WHAT THIS TASK INVOLVES:
The full set of entries below must be returned exactly as shown.

=== EXERCISE INPUTS ===

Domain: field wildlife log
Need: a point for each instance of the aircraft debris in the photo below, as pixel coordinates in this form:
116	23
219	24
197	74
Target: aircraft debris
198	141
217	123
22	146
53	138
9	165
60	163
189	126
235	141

===

SOLVED EXERCISE:
Domain: field wildlife log
Need: a point for each instance of the aircraft debris in the photo below, as pixel coordinates in this form:
116	23
219	24
197	74
Target: aircraft debris
198	141
217	123
22	146
53	138
9	165
60	163
189	126
235	141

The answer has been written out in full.